À FAIRE:
[a] Énumérez les types de publics que l'on rencontrait au Forum des Halles selon le passage.
[b] Reproduisez le passage entre « On y rencontrait » et « lassant et usant. », ces deux bornes incluses.

PASSAGE PROPOSÉ:
==*==
Aujourd'hui en poitou il y as des cours de bretons dispensés a fontenay le comte 85 et niort 79 suivis par une vingtaine de personnes dont seulement la moitié est d'origine bretonne.
Ne vous plaignez ps ,prenez vous en main.
Naon-e-dad
Dimanche 22 décembre 2024
En lisant votre texte, je me revois en plein centre de Paris à l’époque où le Forum des Halles venait de s’ouvrir au public. Le Forum des Halles, pour ceux qui ne le savent pas, fut un temps l’un des centre commerciaux les plus prestigieux de la planète, très malheureusement enfoui dans la glaise du cœur historique de Paris, mais accessible par la plus grande station de métro du monde.
On y rencontrait trois types de publics : international, national (ou régional, comme vous voulez), parisien. C’était un observatoire social exceptionnel, un grouillement perpétuel marqué d’un tour de force unique : il était impossible de ne pas y être jeune. C’était un tourbillon incessant, un temple de la jeunesse. Quel que soit votre a^ge,quand vous étiez « dans le trou », vous ne pouviez qu’être jeune. Cela ne se revendique pas. Cela ne s’explique pas. Cela se constate, s’éprouve. Et, il faut bien en convenir, cela finit par devenir lassant et usant.
Or, il subsistait, en surface, d’anciennes boutiques. Provisoirement échappées aux bulldozers. Témoins erratiques d’un monde d’avant, détruit, emporté par les vagues de la modernité (on ne disait pas encore globalisation).
Au fronton de l’une de ces boutiques – ancienne épicerie ou ancien café ? Ancien quelquechose, défraichi – un passant attentif pouvait lire, près du nom de l’enseigne, une inscription en voie d’évanescence. Une inscription curieuse, qui ne disait rien, et pourtant devait bien signifier quelquechose. La voici :
Komzet e vez brezhoneg.
Je n’ai pas pris de photo. Dommage. Ce devait être en 1979.
Je comprenais le mot « brezhoneg ».
Je comprenais le mot « komzet », ou du moins sa racine « komz ».
==*==
Un bloc de données:

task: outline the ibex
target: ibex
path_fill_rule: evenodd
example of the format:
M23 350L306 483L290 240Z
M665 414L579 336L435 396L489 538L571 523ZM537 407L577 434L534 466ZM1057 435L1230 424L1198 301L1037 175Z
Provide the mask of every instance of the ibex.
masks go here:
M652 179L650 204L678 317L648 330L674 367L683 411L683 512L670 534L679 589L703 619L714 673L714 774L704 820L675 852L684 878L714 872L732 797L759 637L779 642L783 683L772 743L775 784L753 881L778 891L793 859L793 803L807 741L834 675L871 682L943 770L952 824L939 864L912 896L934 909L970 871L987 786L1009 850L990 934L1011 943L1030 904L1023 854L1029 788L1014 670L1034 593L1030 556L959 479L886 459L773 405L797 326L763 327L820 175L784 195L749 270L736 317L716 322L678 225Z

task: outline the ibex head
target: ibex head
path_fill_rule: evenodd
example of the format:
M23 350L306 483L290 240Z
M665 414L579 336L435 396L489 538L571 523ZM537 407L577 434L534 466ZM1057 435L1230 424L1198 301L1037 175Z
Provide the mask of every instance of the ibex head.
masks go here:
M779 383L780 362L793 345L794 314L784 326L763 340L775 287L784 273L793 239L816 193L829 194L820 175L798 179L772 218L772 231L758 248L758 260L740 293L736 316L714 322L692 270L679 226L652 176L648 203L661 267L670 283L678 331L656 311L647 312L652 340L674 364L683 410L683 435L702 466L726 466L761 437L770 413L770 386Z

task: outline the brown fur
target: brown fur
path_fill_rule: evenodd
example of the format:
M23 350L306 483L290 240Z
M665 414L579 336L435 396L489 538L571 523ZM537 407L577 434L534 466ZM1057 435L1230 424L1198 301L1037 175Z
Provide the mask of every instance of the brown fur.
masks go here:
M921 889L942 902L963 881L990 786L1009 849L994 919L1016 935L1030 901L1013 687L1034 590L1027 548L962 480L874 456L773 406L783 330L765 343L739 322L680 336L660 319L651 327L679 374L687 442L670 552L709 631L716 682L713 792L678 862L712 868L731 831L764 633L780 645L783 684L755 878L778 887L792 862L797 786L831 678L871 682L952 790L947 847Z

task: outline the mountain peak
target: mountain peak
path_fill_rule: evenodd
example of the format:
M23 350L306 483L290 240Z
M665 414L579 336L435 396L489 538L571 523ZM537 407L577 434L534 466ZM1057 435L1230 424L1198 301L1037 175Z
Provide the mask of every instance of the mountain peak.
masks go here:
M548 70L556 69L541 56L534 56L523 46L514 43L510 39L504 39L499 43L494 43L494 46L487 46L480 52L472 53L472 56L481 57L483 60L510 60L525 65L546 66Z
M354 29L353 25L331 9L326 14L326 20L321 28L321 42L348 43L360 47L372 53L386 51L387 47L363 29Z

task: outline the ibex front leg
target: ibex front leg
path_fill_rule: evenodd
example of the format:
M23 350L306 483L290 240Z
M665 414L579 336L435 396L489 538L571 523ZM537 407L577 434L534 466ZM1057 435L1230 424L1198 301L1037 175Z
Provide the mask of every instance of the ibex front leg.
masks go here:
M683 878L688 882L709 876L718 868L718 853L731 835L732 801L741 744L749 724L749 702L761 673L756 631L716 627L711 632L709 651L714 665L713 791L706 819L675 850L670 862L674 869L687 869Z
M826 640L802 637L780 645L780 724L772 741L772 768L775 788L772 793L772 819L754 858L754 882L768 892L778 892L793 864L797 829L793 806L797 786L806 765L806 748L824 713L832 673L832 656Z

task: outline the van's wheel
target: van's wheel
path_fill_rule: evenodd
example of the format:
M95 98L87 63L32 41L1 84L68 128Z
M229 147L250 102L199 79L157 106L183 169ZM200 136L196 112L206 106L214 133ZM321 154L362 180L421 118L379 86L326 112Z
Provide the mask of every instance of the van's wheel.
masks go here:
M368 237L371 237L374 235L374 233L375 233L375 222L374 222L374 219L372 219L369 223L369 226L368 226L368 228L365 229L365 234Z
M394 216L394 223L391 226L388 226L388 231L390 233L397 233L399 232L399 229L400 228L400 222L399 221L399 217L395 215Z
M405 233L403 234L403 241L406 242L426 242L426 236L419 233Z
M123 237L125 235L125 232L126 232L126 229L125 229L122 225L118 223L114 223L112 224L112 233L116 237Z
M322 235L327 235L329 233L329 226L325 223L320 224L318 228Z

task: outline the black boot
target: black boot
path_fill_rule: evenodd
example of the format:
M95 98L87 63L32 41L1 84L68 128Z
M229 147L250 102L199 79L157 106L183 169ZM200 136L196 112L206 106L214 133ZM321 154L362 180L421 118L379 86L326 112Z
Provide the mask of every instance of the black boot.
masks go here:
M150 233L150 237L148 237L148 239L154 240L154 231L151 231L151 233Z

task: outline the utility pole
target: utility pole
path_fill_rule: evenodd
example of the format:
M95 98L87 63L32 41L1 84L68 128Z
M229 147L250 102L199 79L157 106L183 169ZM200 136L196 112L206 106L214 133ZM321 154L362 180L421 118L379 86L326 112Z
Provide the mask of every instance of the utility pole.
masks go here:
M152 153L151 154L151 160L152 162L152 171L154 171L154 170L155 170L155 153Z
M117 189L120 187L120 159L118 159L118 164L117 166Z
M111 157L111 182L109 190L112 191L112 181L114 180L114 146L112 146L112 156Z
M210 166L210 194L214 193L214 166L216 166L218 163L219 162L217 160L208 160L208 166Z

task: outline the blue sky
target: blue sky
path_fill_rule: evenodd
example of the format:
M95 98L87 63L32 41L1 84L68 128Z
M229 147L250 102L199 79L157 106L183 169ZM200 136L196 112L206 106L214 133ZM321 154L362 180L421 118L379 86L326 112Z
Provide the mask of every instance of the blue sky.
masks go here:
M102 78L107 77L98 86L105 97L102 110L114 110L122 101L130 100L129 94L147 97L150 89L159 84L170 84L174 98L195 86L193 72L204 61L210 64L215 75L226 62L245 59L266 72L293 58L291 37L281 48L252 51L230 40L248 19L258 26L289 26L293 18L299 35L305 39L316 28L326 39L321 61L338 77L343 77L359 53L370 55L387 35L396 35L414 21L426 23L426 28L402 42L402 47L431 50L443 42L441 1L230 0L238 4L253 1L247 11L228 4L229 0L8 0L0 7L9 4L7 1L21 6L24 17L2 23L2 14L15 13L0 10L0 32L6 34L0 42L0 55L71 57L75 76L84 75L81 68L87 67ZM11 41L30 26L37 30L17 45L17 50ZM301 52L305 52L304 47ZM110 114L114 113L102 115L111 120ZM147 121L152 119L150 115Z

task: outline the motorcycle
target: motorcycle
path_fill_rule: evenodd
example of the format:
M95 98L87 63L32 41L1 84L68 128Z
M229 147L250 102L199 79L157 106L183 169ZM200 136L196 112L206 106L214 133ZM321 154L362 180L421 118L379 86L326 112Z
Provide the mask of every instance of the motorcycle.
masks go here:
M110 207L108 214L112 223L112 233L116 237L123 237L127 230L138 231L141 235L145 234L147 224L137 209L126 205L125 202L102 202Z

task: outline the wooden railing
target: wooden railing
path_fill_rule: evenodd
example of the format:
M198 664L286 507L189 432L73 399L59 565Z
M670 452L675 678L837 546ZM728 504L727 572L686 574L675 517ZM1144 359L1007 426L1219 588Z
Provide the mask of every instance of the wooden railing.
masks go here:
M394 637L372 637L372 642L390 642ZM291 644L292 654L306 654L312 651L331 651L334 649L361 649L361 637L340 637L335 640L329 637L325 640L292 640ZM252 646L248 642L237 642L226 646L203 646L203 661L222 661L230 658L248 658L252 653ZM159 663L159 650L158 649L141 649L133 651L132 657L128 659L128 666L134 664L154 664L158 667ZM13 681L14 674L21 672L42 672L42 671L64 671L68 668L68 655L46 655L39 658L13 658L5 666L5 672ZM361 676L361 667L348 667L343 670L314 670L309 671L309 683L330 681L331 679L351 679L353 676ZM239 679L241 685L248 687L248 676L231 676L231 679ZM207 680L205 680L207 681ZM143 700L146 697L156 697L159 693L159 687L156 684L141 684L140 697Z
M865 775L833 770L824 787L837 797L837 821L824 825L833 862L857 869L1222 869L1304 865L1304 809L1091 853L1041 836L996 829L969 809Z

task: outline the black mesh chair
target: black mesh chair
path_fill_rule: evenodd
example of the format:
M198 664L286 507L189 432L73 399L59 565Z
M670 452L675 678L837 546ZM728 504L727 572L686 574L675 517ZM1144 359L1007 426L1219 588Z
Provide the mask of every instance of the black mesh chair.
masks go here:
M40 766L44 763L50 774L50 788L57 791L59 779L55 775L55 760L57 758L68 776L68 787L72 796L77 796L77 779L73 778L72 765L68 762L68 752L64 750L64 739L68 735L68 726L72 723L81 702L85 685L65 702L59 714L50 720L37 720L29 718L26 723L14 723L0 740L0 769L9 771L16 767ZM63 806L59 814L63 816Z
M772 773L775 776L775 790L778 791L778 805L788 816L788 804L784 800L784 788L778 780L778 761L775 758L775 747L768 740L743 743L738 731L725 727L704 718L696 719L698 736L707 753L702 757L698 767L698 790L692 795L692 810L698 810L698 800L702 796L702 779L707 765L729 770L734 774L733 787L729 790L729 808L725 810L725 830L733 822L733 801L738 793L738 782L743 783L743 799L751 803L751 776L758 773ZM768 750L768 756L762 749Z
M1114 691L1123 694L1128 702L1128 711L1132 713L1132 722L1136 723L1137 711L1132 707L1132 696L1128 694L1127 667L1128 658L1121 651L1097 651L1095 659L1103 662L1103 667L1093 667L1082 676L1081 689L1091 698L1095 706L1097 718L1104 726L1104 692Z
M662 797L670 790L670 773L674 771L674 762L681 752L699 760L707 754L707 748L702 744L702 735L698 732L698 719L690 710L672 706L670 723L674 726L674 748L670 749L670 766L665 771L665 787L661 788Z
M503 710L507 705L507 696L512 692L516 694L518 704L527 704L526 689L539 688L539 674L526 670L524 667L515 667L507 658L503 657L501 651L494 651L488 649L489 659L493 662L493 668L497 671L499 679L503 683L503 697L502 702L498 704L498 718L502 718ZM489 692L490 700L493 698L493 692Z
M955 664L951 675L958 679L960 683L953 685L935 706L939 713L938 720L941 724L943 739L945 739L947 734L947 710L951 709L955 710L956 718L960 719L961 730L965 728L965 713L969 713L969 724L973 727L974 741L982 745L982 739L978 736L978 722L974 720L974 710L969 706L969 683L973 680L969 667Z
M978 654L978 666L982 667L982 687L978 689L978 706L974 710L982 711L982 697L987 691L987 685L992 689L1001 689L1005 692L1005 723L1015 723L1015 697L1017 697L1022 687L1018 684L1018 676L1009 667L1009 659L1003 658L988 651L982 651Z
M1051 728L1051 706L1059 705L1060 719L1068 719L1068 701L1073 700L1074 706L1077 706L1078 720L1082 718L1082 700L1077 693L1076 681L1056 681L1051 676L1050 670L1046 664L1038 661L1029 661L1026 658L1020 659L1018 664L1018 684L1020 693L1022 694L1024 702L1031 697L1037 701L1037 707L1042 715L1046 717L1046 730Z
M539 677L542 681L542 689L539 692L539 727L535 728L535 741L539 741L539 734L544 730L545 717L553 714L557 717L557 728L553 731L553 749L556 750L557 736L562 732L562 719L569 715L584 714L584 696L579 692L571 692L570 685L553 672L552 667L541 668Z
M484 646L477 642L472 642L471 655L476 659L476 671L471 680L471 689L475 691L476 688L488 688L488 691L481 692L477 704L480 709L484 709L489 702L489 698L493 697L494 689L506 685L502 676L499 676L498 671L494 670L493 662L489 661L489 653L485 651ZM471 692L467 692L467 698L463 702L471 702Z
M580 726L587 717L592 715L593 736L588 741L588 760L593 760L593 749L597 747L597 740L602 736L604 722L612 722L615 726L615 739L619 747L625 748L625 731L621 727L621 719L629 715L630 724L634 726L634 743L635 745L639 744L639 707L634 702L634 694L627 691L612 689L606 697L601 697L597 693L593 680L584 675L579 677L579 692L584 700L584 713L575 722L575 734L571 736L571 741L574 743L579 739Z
==*==
RÉPONSES FOURNIES:
[a]
- international
- national (ou régional)
- parisien

[b]
On y rencontrait trois types de publics : international, national (ou régional, comme vous voulez), parisien. C’était un observatoire social exceptionnel, un grouillement perpétuel marqué d’un tour de force unique : il était impossible de ne pas y être jeune. C’était un tourbillon incessant, un temple de la jeunesse. Quel que soit votre a^ge,quand vous étiez « dans le trou », vous ne pouviez qu’être jeune. Cela ne se revendique pas. Cela ne s’explique pas. Cela se constate, s’éprouve. Et, il faut bien en convenir, cela finit par devenir lassant et usant.